**Source extract**
□ □ □

And since you seem to have some more insight: are additional stations forthcoming? The newsflow is a bit sparse, but maybe I'm just not looking properly.

Anonymous said...

There is no ongoing revenue subsidy for car clubs. Planning obligation money relates to some situations, most commonly where the number of car parking spaces is less than the number of units. Less car parking = more developable floor space, additional parking demand just overflows onto surrounding streets. To manage the impact on the highway developers are asked to contribute
car club bays and cars and perhaps even memberships. Research backs up that Car Clubs remove cars from the street and encourage lower car ownership (whilst allowing the odd handy car trip).

The alternative is, you just let the extra demand splurge onto surrounding streets rather than trying to manage it, or you force developers to provide enough car parking, making it ever so easy for everyone to have a car and encourage them to use it. Car clubs are a tried and tested alternative to these.

Ruth said...

A month or two ago, there were some Bristol City staff doing questionnaires at Temple Meads, about cycling and whether people would use a hire scheme. They were investigating the demand for a wider scheme than the existing, as part of cycling city. They did say how many potential stations there would be (considerable number) but unfortunately I can't remember what they said. I'd find it great if there was a station near where I work, it would be really useful for lunchtime trips out, or going out after work, so long as the bike could be left at a different station.

Martyn said...

I've never seen anyone using the 'hub' at St Augustine's Parade and I usually pass it during the two daily peak periods.

I would prefer to see the council investing in a proper cycle hire scheme such as those in the Netherlands which directly employ people who can offer advice (and enthusiasm) about cycling in the region, as well as maintaining the bikes. I think Mud Dock do bike hire but doubt visitors to Bristol know about how to access this service.

Hour Bike is a very people-less service and I think it is essentially another business jumping on the band wagon of sustainability and growth of cycling in Bristol.

Martyn said...

p.s. If the council were serious about cycling infrastructure in Bristol they would be putting the money we waste on subsidising empty buses to better use!

□ □ □

**Set problem**
Continue the Bristol cycle hire and car club comment thread from the point after Martyn's postscript about bus subsidies. The lines after this point have no connection to the Bristol cycling comment thread.

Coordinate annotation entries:

□ □ □

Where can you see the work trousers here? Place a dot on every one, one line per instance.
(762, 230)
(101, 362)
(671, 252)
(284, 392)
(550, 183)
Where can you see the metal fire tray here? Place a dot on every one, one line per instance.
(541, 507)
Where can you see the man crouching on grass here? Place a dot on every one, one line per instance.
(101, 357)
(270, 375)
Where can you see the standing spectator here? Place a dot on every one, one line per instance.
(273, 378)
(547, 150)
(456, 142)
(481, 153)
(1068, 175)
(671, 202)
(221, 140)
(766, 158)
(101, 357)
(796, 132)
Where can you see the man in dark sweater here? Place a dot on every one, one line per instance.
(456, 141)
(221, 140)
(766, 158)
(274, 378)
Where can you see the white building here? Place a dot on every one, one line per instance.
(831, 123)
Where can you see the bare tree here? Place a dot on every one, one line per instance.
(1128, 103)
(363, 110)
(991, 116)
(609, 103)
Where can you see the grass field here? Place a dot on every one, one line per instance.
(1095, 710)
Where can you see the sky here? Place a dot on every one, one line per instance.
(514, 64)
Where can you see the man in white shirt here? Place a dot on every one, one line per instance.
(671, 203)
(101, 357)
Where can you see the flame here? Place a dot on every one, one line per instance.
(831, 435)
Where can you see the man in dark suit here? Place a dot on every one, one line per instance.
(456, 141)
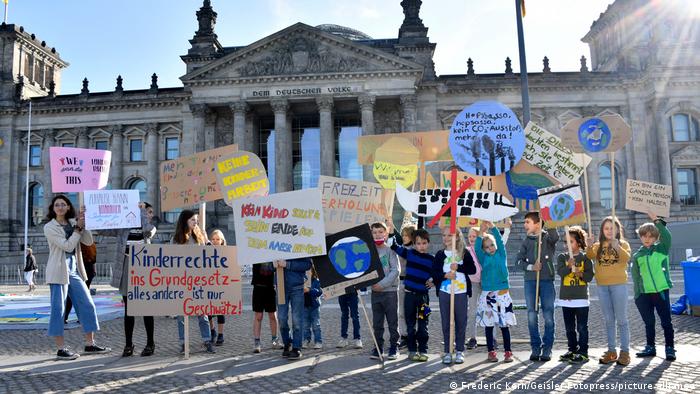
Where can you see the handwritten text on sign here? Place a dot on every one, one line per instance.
(77, 170)
(546, 151)
(649, 197)
(191, 180)
(112, 209)
(348, 203)
(170, 280)
(279, 226)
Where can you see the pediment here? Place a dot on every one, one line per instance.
(301, 50)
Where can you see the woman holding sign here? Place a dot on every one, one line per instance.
(187, 232)
(65, 275)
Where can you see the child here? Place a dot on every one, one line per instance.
(495, 304)
(652, 283)
(417, 281)
(527, 260)
(452, 271)
(384, 296)
(217, 239)
(294, 278)
(264, 300)
(575, 274)
(312, 307)
(610, 255)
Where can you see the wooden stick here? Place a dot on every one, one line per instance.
(371, 329)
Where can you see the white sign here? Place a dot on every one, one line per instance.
(111, 209)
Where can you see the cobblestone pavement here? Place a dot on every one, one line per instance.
(27, 364)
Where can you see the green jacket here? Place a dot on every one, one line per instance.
(650, 271)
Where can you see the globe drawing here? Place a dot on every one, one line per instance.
(350, 257)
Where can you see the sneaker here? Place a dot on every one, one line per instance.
(66, 354)
(508, 357)
(342, 343)
(670, 353)
(608, 357)
(492, 357)
(648, 351)
(624, 358)
(459, 358)
(94, 349)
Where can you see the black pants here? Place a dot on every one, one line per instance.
(130, 322)
(646, 303)
(576, 320)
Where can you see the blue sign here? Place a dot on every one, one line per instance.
(486, 139)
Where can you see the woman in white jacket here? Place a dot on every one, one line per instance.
(65, 275)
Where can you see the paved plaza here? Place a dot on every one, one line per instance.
(28, 365)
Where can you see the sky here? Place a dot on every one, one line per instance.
(136, 38)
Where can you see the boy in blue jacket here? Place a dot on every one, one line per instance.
(294, 278)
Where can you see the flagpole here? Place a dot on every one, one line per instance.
(26, 183)
(524, 90)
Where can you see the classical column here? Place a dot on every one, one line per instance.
(283, 147)
(152, 143)
(408, 108)
(239, 109)
(327, 138)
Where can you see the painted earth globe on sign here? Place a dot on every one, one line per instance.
(350, 257)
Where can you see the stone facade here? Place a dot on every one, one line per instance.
(337, 76)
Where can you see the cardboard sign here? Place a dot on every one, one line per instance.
(191, 180)
(546, 151)
(111, 209)
(348, 203)
(561, 205)
(490, 206)
(279, 226)
(77, 170)
(352, 262)
(607, 133)
(432, 145)
(241, 175)
(486, 139)
(189, 280)
(649, 197)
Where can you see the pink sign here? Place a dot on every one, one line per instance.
(77, 170)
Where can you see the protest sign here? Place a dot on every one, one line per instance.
(352, 262)
(241, 174)
(649, 197)
(546, 151)
(191, 180)
(279, 226)
(77, 170)
(486, 139)
(561, 205)
(189, 280)
(607, 133)
(112, 209)
(348, 203)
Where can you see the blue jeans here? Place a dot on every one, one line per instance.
(312, 322)
(348, 306)
(295, 300)
(79, 293)
(537, 343)
(203, 328)
(613, 302)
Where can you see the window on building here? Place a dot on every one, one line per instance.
(687, 186)
(684, 127)
(102, 145)
(136, 150)
(35, 155)
(172, 148)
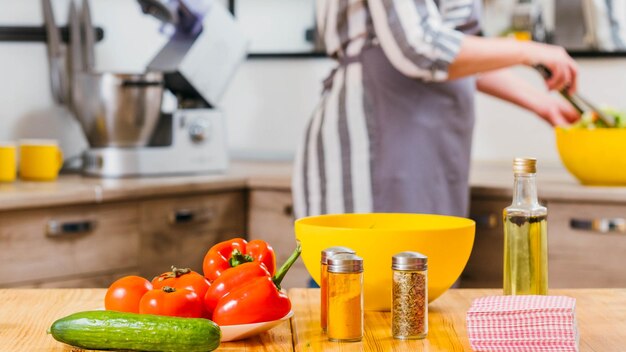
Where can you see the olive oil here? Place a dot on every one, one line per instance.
(525, 260)
(525, 235)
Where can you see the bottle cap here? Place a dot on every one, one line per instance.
(329, 252)
(409, 261)
(345, 263)
(524, 165)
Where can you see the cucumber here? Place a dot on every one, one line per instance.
(109, 330)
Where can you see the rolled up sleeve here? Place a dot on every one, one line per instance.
(414, 37)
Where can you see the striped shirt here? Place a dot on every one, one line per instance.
(420, 37)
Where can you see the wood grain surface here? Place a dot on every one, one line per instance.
(601, 315)
(25, 315)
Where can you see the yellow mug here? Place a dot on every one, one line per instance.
(8, 162)
(40, 159)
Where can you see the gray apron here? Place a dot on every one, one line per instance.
(422, 137)
(418, 145)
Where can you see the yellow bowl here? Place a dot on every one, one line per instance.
(595, 157)
(446, 240)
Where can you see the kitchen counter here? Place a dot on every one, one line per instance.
(26, 315)
(487, 179)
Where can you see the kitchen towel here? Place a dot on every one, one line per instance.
(523, 324)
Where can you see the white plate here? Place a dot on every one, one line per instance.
(243, 331)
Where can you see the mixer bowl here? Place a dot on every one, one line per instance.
(446, 240)
(595, 157)
(117, 110)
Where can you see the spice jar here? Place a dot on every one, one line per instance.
(409, 307)
(345, 298)
(327, 253)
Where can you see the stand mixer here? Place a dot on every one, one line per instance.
(163, 121)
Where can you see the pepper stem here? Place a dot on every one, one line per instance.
(238, 258)
(282, 271)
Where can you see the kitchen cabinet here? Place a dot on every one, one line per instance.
(179, 230)
(57, 243)
(92, 245)
(586, 245)
(586, 241)
(271, 219)
(484, 267)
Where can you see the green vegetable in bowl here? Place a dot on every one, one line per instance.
(590, 120)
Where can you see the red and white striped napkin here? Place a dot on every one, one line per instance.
(523, 324)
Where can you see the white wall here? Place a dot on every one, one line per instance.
(269, 101)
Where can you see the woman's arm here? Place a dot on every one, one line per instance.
(418, 44)
(505, 85)
(479, 55)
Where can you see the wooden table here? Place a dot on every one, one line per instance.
(26, 314)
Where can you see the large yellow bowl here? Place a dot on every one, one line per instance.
(446, 240)
(595, 157)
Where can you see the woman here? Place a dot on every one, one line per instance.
(392, 132)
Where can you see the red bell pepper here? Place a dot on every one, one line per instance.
(249, 295)
(228, 254)
(230, 280)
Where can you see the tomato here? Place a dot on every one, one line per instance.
(124, 294)
(172, 302)
(182, 278)
(187, 279)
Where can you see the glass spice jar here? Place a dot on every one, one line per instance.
(345, 298)
(327, 253)
(409, 307)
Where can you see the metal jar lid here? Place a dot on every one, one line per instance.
(409, 261)
(329, 252)
(345, 263)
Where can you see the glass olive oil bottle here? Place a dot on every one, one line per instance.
(525, 235)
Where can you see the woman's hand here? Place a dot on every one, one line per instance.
(555, 110)
(564, 69)
(505, 85)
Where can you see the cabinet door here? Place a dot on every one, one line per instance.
(52, 244)
(179, 231)
(271, 220)
(587, 243)
(484, 268)
(95, 280)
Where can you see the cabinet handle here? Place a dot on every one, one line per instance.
(288, 210)
(189, 216)
(486, 221)
(601, 225)
(56, 228)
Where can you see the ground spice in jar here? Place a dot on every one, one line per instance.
(345, 298)
(327, 253)
(409, 309)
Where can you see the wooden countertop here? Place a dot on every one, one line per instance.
(26, 315)
(491, 179)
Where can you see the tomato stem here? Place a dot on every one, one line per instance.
(282, 271)
(168, 289)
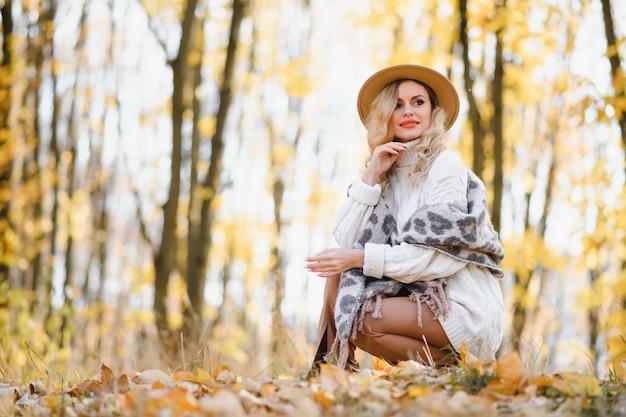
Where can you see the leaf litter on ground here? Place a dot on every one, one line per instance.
(503, 388)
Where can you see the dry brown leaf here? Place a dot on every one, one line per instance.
(223, 403)
(151, 376)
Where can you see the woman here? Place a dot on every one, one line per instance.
(416, 272)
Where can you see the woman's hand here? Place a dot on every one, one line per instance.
(335, 261)
(382, 158)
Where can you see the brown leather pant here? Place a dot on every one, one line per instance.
(394, 337)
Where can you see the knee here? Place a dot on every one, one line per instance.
(371, 327)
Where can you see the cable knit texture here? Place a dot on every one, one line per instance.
(458, 228)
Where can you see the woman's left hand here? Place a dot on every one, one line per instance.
(334, 261)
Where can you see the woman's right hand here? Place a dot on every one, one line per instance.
(382, 158)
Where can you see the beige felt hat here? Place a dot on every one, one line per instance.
(447, 97)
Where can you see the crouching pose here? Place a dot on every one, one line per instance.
(416, 274)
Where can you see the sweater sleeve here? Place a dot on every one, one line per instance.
(352, 216)
(446, 183)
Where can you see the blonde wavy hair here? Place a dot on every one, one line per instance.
(379, 130)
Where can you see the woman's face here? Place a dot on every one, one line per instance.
(411, 116)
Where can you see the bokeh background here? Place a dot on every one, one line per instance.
(167, 165)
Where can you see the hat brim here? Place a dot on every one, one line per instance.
(447, 96)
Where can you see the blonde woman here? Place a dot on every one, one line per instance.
(416, 274)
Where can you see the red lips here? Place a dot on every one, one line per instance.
(408, 123)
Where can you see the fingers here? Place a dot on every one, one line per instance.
(392, 148)
(323, 263)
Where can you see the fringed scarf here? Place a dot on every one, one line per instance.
(463, 233)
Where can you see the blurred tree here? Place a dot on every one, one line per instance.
(7, 148)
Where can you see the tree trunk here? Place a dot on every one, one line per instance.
(617, 72)
(6, 74)
(165, 257)
(474, 116)
(497, 123)
(199, 249)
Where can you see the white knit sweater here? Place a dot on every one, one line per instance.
(476, 315)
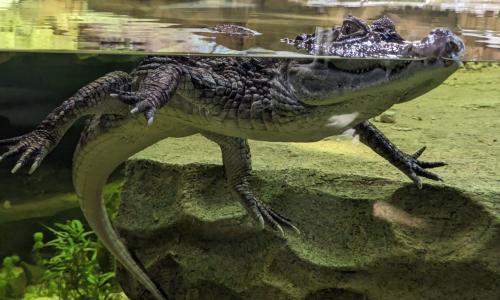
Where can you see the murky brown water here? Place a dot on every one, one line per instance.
(181, 26)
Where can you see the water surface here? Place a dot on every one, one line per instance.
(180, 27)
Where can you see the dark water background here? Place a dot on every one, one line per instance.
(181, 27)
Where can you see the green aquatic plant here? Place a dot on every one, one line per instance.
(73, 272)
(12, 278)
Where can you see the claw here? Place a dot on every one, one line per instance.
(429, 175)
(416, 179)
(37, 162)
(419, 152)
(10, 153)
(430, 165)
(7, 142)
(16, 168)
(149, 114)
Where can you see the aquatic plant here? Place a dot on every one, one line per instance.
(73, 271)
(12, 278)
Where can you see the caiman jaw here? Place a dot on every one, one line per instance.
(399, 67)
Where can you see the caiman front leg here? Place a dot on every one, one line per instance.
(157, 88)
(408, 164)
(90, 99)
(237, 164)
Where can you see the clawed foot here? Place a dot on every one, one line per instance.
(264, 214)
(414, 168)
(32, 148)
(143, 102)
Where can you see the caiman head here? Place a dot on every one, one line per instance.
(357, 62)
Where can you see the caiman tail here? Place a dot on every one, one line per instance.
(106, 143)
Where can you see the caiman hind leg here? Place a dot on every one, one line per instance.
(407, 163)
(90, 99)
(237, 164)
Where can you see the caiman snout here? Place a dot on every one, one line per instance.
(440, 43)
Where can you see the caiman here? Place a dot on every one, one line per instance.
(231, 99)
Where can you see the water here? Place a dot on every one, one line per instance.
(181, 26)
(366, 231)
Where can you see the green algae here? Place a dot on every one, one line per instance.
(378, 223)
(367, 232)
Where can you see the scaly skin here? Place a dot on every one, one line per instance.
(230, 100)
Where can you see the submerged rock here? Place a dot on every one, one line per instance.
(362, 237)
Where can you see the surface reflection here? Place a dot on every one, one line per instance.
(183, 26)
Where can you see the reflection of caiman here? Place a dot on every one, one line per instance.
(230, 100)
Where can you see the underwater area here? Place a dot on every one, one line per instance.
(367, 232)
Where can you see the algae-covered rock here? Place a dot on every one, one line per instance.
(362, 237)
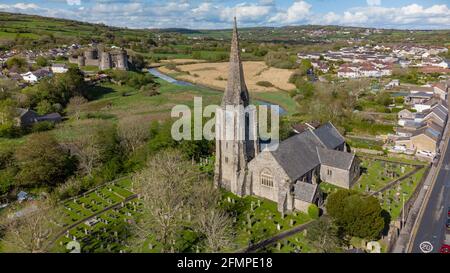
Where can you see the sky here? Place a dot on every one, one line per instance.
(217, 14)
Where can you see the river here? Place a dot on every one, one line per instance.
(155, 72)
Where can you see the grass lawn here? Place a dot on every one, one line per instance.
(377, 174)
(111, 231)
(261, 222)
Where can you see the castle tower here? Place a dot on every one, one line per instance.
(105, 61)
(236, 128)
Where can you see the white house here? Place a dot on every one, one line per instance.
(59, 68)
(29, 77)
(35, 76)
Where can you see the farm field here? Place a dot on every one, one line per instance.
(214, 75)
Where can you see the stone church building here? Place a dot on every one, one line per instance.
(289, 175)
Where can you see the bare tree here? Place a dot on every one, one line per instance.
(132, 133)
(75, 105)
(165, 187)
(33, 230)
(88, 151)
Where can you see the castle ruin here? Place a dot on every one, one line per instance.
(114, 59)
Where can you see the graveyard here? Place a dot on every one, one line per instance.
(99, 220)
(256, 219)
(391, 180)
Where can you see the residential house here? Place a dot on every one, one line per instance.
(59, 68)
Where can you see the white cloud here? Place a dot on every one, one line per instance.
(73, 2)
(19, 6)
(245, 12)
(299, 11)
(219, 13)
(373, 2)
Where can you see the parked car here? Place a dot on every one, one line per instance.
(445, 248)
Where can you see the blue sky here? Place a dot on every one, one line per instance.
(404, 14)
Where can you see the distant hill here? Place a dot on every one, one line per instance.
(32, 31)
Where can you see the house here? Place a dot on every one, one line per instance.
(441, 90)
(347, 72)
(59, 68)
(288, 175)
(22, 196)
(392, 84)
(27, 117)
(35, 76)
(416, 97)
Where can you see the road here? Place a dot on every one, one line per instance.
(431, 227)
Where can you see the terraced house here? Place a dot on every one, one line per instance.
(290, 175)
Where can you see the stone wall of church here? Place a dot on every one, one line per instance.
(335, 176)
(266, 162)
(301, 205)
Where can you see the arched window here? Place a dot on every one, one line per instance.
(266, 178)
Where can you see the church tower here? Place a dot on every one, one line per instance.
(236, 128)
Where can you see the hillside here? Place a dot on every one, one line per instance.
(37, 31)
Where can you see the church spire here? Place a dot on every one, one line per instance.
(236, 91)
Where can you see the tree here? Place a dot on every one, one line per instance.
(132, 133)
(313, 211)
(17, 64)
(356, 214)
(165, 188)
(95, 147)
(323, 234)
(44, 107)
(34, 231)
(75, 105)
(8, 113)
(42, 160)
(41, 61)
(212, 222)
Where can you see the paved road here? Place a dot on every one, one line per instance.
(431, 227)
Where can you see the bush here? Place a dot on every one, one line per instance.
(42, 126)
(313, 211)
(356, 214)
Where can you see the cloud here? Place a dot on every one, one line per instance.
(410, 16)
(219, 13)
(299, 11)
(373, 2)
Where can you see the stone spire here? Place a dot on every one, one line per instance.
(236, 91)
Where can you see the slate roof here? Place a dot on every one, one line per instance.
(297, 155)
(329, 136)
(337, 159)
(305, 191)
(433, 134)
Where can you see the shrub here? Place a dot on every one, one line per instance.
(42, 126)
(264, 84)
(313, 211)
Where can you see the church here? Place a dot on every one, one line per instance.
(289, 175)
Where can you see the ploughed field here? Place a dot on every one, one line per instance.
(215, 75)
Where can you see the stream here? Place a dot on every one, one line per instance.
(169, 79)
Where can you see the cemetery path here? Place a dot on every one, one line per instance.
(62, 232)
(278, 237)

□ □ □

**Task output**
Anonymous said...

Looks like the EP has picked up the story:

http://www.thisisbristol.co.uk/news/Bristol-rent-bike-scheme-failing/article-1537753-detail/article.html

I wonder what the problem is with this:

"Dan Cooper, Hourbike's sole employee in Bristol, said the business was still running, with hopes that permission for a hub at Temple Meads would still be granted."

Who's delaying/blocking/deciding this?

Ross said...

I think I have found what some of Bristols £20m cycling money should be spent on:

http://www.youtube.com/watch?v=lRjN6Y7tTV8&feature=player_embedded

Instead of these hourbikes, whose condition cannot be trusted and style may not be appealing, the system shown in the video would allow the use of your own bike. It offers safe storage resulting in the rider no longer needing to carry a lock for every journey. Theft would massively be reduced as no one can get to the bike, especially if the facility was operated by an attendant rather than self service.
The 30 seconds wait to retrieve your bike is faster than it takes cold hands to find keys and unlock your D-lock and put it in your bag. I think this would offer far more to cyclists or commuters consider a bike than any hire scheme.

Perhaps with the addition of each new build within the city, something like this could be contracted in to the planning application. I cannot see why they could not be built as a hole in the ground rather than a tower above ground. Cabbots circus could easily have had one built whilst it was being constructed. As could the planned new stadium, or Tesco or even the new shopping centre at Bradley Stoke. Any opinions?